– A sensor powered by machine learning can accurately detect serotonin at different levels in the brain while having little or no reaction to other neurotransmitters or similarly shaped drugs, according to a study published in Cell.
Serotonin is a neurochemical that plays a critical role in how the brain controls our thoughts and feelings. Many antidepressants are designed to alter serotonin signals sent between neurons, and other pharmaceutical drugs for psychiatric disorders target serotonin as well. However, researchers noted that these drugs aren’t always as comprehensive as they could be.
“Existing drugs have limited efficacy; creation of improved versions will require better understanding of serotonergic circuitry, which has been hampered by our inability to monitor serotonin release and transport with high spatial and temporal resolution,” the team stated.
Current methods can only detect broad changes in serotonin signaling. To monitor serotonin transmission with greater reliability than current methods, researchers used advanced genetic engineering techniques to transform a bacterial protein into a new research tool.
In a previous, separate study, a different group of researchers used traditional genetic engineering techniques to convert a nutrient-grabbing, Venus flytrap-shaped bacterial protein into a sensor of the neurotransmitter acetylcholine. The protein, called OpuBC, usually snags the nutrient choline, which has a similar shape to acetylcholine.
In the current Cell study, researchers used machine learning algorithms to completely redesign OpuBC as a serotonin catcher. With this method, the team aimed to design a highly sensitive sensor that fluorescently lights up when it captures serotonin.
“We developed and applied a binding-pocket redesign strategy, guided by machine learning, to create a high-performance, soluble, fluorescent serotonin sensor (iSeroSnFR), enabling optical detection of millisecond-scale serotonin transients,” the group said.
Researchers used machine learning algorithms to help a computer come up with 250,000 new designs. The team conducted three rounds of testing before settling on one design. Initial experiments suggested that the new sensor reliably detected serotonin at different levels in the brain while having little to no reaction to other neurotransmitters or similarly shaped drugs.
Experiments in mouse brain slices showed that the sensor responded to serotonin signals sent between neurons at synaptic communication points. Meanwhile, experiments on cells in petri dishes suggested that the sensor could effectively monitor changes in these signals caused by drugs, including cocaine, MDMA, and several commonly used antidepressants.
Experiments in mice also showed that the sensor could help scientists study serotonin neurotransmission under more natural conditions. For example, the researchers witnessed an expected rise in serotonin levels when mice were awake and a fall as mice fell asleep. The team also saw a greater drop when mice eventually entered the deeper REM sleep states. With traditional serotonin monitoring methods, researchers would have missed these changes.
Additionally, the group saw serotonin levels rise differently in two separate brain fear circuits when mice were warned of a foot shock by a ringing bell. In one circuit – the medial prefrontal cortex – the bell triggered serotonin levels to rise fast and high, whereas in the other circuit – the basolateral amygdala – the transmitter crept up to slightly lower levels.
The researchers plan to make the sensor readily available to other researchers. The team expects that the study’s results will help researchers gain a better understanding of the critical role serotonin plays in our daily lives and in many psychiatric conditions.
“We demonstrate that iSeroSnFR can be used to detect serotonin release in freely behaving mice during fear conditioning, social interaction, and sleep/wake transitions. We also developed a robust assay of serotonin transporter function and modulation by drugs,” the team concluded.
“We expect that both machine-learning-guided binding-pocket redesign and iSeroSnFR will have broad utility for the development of other sensors and in vitro and in vivo serotonin detection, respectively.”

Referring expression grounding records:
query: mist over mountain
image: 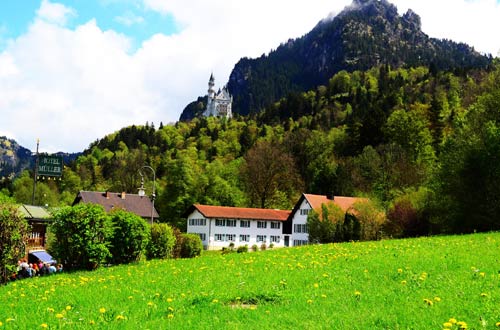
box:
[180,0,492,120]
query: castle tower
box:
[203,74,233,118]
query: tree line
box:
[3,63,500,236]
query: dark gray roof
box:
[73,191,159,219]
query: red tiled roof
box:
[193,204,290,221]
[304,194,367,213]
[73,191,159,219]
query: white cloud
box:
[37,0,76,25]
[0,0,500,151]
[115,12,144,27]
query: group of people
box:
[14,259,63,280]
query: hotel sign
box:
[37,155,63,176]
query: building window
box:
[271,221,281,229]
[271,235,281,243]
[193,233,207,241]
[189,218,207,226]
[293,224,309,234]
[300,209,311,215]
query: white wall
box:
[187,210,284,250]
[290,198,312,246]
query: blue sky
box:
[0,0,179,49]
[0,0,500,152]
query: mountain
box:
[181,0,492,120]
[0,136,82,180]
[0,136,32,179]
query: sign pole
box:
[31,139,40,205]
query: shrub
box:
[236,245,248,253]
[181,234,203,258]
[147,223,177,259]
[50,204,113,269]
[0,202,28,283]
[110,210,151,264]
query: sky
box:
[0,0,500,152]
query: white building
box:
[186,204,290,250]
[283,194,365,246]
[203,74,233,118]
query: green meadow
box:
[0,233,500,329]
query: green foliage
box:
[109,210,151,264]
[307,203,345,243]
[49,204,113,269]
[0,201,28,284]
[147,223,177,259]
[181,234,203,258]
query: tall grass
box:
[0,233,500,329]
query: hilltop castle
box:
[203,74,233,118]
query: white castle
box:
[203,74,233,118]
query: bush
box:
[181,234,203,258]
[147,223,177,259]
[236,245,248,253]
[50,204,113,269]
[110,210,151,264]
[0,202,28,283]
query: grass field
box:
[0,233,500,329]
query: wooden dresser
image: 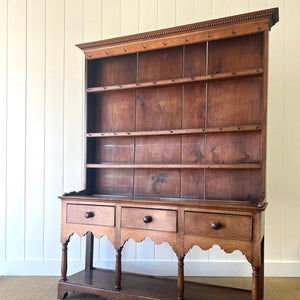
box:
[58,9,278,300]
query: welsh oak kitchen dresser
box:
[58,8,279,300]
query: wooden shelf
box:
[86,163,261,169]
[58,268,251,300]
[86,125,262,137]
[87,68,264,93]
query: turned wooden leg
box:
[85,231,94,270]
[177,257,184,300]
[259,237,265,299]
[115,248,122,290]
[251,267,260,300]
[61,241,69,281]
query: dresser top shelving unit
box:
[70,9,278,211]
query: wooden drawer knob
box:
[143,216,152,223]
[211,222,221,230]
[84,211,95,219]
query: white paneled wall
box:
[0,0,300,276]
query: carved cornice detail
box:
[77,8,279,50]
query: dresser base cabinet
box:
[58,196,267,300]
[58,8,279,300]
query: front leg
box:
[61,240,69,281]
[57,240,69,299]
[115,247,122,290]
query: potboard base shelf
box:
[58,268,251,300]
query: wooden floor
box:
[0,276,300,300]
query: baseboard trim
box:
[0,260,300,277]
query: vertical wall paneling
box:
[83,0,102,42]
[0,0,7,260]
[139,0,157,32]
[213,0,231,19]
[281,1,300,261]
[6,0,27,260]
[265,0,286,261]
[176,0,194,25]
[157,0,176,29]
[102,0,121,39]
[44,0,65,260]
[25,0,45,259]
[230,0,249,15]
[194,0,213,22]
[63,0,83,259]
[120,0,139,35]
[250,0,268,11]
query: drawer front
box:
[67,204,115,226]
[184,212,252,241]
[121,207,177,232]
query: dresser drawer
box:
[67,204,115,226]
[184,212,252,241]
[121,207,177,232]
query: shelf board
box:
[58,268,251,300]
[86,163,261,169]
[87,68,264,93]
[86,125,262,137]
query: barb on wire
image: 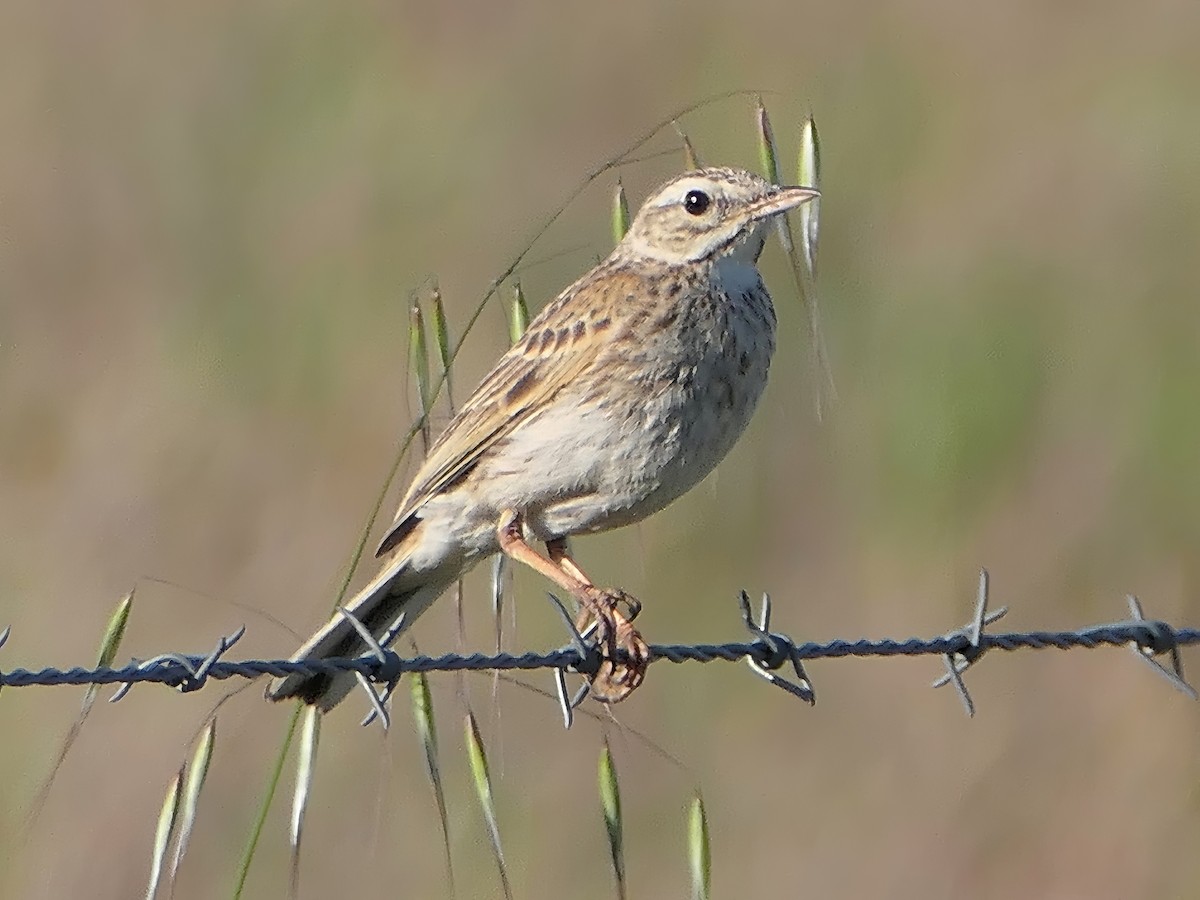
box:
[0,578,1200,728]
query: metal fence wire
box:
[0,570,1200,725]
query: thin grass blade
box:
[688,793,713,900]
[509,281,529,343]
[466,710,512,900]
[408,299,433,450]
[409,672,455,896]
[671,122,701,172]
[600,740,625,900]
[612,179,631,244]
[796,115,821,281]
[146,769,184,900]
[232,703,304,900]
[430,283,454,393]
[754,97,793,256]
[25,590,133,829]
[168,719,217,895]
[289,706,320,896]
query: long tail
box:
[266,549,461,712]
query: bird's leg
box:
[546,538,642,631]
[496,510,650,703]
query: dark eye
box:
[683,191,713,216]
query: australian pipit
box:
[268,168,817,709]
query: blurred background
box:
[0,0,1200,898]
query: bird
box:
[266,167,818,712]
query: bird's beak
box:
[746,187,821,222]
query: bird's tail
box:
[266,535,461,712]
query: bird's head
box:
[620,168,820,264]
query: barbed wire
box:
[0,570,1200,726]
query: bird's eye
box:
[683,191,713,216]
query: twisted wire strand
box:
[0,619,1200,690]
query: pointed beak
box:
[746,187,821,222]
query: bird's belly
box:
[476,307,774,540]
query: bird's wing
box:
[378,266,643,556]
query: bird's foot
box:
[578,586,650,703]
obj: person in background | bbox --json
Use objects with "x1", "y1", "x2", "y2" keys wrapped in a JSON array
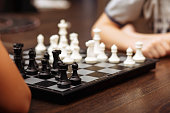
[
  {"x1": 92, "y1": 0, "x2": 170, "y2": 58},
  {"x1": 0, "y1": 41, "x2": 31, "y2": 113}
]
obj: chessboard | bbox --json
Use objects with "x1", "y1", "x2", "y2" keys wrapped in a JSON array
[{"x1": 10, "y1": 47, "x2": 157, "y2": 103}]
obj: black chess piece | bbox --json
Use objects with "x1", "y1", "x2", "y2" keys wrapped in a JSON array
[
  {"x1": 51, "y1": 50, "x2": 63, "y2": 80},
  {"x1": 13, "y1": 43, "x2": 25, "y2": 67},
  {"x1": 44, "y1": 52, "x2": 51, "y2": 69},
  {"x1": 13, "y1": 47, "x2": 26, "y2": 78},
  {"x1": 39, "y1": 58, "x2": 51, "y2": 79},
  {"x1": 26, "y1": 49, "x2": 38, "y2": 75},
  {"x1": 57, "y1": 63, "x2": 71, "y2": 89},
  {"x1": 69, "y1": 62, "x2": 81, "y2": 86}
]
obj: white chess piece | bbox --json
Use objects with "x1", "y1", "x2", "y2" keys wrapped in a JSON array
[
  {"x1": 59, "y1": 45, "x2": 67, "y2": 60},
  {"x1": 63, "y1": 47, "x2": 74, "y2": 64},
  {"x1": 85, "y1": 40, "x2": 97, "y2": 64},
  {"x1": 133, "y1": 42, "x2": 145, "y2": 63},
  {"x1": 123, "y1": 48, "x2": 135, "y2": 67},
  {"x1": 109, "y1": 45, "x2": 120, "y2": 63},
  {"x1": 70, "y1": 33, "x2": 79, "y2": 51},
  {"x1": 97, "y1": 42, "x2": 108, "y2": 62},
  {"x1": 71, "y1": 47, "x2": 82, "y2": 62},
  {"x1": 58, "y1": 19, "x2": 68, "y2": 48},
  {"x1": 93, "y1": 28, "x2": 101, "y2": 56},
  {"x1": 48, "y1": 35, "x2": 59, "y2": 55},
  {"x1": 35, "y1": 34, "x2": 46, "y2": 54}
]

Aim of the exercise:
Answer these questions from the serotonin sensor article:
(a) How many new designs did machine learning algorithms help a computer come up with?
(b) What is the name of the bacterial protein that was redesigned?
(c) In which brain circuit did the bell make serotonin levels rise fast and high?
The records have no connection to the article about the serotonin sensor.

Written answer:
(a) 250,000
(b) OpuBC
(c) The medial prefrontal cortex